>> Begin DATA SHOWN

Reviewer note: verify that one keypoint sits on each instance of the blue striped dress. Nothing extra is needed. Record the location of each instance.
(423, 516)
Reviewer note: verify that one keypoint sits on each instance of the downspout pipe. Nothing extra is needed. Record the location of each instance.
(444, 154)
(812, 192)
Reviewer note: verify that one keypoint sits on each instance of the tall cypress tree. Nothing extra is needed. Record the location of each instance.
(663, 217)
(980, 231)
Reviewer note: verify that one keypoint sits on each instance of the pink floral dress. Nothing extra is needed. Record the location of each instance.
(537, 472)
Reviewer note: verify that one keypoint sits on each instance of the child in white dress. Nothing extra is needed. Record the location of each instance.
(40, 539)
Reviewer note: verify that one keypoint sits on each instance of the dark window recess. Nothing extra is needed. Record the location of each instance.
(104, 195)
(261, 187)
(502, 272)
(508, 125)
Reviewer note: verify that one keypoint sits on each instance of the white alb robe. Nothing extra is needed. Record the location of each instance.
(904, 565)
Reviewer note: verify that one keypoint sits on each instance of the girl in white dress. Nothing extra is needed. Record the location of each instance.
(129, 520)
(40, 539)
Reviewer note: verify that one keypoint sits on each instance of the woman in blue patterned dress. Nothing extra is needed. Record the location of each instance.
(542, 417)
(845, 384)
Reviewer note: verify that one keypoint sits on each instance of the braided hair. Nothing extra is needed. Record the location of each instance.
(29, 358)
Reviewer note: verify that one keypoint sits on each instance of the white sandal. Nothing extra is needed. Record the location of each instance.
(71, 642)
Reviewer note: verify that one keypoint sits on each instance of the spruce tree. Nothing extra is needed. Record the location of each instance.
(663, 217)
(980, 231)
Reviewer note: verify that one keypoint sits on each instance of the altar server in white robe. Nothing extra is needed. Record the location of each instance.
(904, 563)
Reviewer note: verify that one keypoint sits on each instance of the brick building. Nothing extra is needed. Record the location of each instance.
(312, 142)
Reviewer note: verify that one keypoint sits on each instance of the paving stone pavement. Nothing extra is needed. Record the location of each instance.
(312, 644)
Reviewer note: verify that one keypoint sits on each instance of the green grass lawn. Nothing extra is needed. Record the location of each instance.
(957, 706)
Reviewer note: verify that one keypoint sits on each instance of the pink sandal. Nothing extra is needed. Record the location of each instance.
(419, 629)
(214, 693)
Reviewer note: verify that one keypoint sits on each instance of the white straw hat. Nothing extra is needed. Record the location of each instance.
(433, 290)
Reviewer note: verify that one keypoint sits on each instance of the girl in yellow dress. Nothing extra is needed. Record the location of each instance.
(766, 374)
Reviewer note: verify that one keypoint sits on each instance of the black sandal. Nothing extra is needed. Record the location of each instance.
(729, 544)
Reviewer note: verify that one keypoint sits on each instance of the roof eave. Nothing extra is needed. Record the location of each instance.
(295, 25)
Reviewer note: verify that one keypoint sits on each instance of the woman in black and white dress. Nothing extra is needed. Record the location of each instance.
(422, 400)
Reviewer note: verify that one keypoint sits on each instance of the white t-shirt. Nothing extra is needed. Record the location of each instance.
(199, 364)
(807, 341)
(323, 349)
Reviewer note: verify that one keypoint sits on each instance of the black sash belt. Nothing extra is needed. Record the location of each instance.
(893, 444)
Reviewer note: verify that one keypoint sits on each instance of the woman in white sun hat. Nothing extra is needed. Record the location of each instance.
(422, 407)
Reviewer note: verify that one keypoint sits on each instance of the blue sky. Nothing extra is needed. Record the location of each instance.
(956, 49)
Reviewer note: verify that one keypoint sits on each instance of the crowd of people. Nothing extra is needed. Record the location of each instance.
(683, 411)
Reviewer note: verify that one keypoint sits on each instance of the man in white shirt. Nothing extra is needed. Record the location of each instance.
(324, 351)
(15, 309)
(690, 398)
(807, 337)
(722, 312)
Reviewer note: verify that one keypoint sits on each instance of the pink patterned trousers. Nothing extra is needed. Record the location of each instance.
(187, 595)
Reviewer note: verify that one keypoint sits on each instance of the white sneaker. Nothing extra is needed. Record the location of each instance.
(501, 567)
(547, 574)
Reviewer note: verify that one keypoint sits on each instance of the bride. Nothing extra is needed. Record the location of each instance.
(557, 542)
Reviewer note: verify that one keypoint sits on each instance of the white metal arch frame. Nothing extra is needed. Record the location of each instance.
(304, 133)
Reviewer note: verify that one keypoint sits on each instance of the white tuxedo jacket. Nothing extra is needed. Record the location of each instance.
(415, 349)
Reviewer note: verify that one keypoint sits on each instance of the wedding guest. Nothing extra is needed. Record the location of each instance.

>> End DATA SHOWN

Extract the full listing and reproduce each line exactly.

Reviewer note: verify that one keypoint sits on each instance of the blue striped dress. Nothing extra is needed. Record the location of each instance.
(423, 516)
Reviewer note: verify that one keypoint sits on each instance of the downspout pipe. Nothing extra is needed. Record the location of each instance.
(444, 154)
(812, 192)
Reviewer note: verify that one keypoint sits on each instance of the tall cypress tree. Nothing extra is needed. Record the location of each instance.
(663, 217)
(980, 231)
Reviewer note: verify that one keypoint sits on each instance of the pink floral dress. Nothing extra is needed. Record the location of each instance.
(537, 472)
Reviewer note: verify that one keypoint sits on each instance of the child in white dress. Nothing extra is needed. Record the location of each instance.
(40, 539)
Reviewer note: verify that one keypoint sits on each instance of the dark window recess. Nothing extra is needed. Record the location of each instance.
(104, 195)
(261, 187)
(502, 272)
(508, 125)
Reviewer note: verify that one keypoint sits on each instance of the white alb robe. Nothing extra is needed. Record the location of each instance.
(904, 565)
Reviewer note: verify that one keypoint sits on each instance of the girl in white dress. Nothing extra is needed. Record the location of each instance.
(129, 520)
(40, 539)
Reviewer note: verify that one keypoint sits on each instance of the woman in blue patterned dress. Nothing extra is needed. Record the location of each instance.
(542, 417)
(845, 384)
Reviewer note: verify that one keypoint sits on each instance of the braided hair. Nothing extra is needed. Record the location of each instance.
(29, 358)
Reviewer note: verify that one keypoint sits on each instance of the white sandal. Nothing extra is needed. Record the location of each instance.
(71, 642)
Reviewer note: verify that one keypoint sits on each instance of the spruce tree. Nothing extra is needed. Record the location of each instance.
(663, 217)
(980, 231)
Reviewer note: verify that one keypoint sits on each instance of the altar server in white robe. Nothing extra is needed. Record the location of each instance.
(904, 563)
Reviewer note: verify that one keypoint sits on each instance of the brick building. Nothing extra is needed. Record the location of each instance.
(312, 142)
Reviewer note: verify that one keypoint sits on each instance of the paving stone pavement. Nothing extra is needed. Record the location of each instance.
(312, 644)
Reviewer note: verify that one keypoint sits on each instance of the green grass lawn. Nothing extra is needed. Record the location of each instance.
(957, 706)
Reviewer note: verify that one keypoint sits on each instance of the pink sandal. Nothing extra is needed. Record the location of each instance.
(419, 629)
(214, 693)
Reviewer note: verify that one keypoint sits on each instance of the white straw hat. Nothing extra is needed. Record the location of each instance.
(433, 290)
Reviewer note: verify that one keypoint sits on each instance of the girl in yellow dress. Nothing extra is needed. Record the location of each instance.
(766, 374)
Reviewer note: verify that one keypoint sits on each instance of the black sandal. Nothing extra is needed. Record the location of each instance.
(729, 544)
Reviewer note: verify that one keypoint sits on each instance of the roof eave. Nothing extra is needed. Record the location of each instance.
(295, 25)
Reviewer note: verify that one keypoint sits on each instance of the woman in black and white dress. Nothing extra is needed. Record the location of each instance.
(422, 400)
Reviewer note: verify that one keypoint sits on each instance of the white t-shirt. Nothing extra is needed. Record the location of each instance.
(199, 364)
(807, 341)
(323, 349)
Reviewer note: verify that one keypoint sits on each instance of the black sash belt. Nothing extra is needed. Record the location of each instance.
(893, 444)
Reviewer note: verify that one keypoint sits on each instance of the woman in white sun hat. Nothing extra is needed. Record the location of each instance.
(422, 407)
Reviewer note: verify that one keypoint sits on each instance of the blue sky. Nothing extra is needed. Record the location of each instance.
(956, 49)
Reviewer note: verify that one keypoint sits on each instance of the crowd of people. Nothing extra is needed. Record the location of each instance.
(683, 411)
Reviewer note: verify that one keypoint sits on each instance of the man in white shirt. Nothing extra is needed. Record the location of each instance.
(324, 351)
(15, 309)
(690, 398)
(807, 337)
(722, 312)
Reviewer note: verify that one keypoint sits on each instance of the pink patterned trousers. Nothing extra is needed. Record the location of each instance.
(187, 595)
Reviewer note: verify that one keypoint sits on each instance of the white sneaker. Nothing extra is needed. Record the location of each instance.
(501, 567)
(547, 574)
Reviewer note: verify that one keypoint sits on each instance of the bride. Nothing extra is needed. Record the location of each instance.
(557, 542)
Reviewer note: verify that one keypoint sits on each instance of the white metal arch frame. Nothing extra is needed. Record the location of each instance.
(304, 133)
Reviewer note: verify that one keypoint sits on each instance of the white tuxedo jacket. Nothing extra is needed. Record the location of each instance.
(415, 349)
Reviewer note: verify that one keypoint sits on each instance of the wedding guest. Nothing extra is needed. Record the location of each instance.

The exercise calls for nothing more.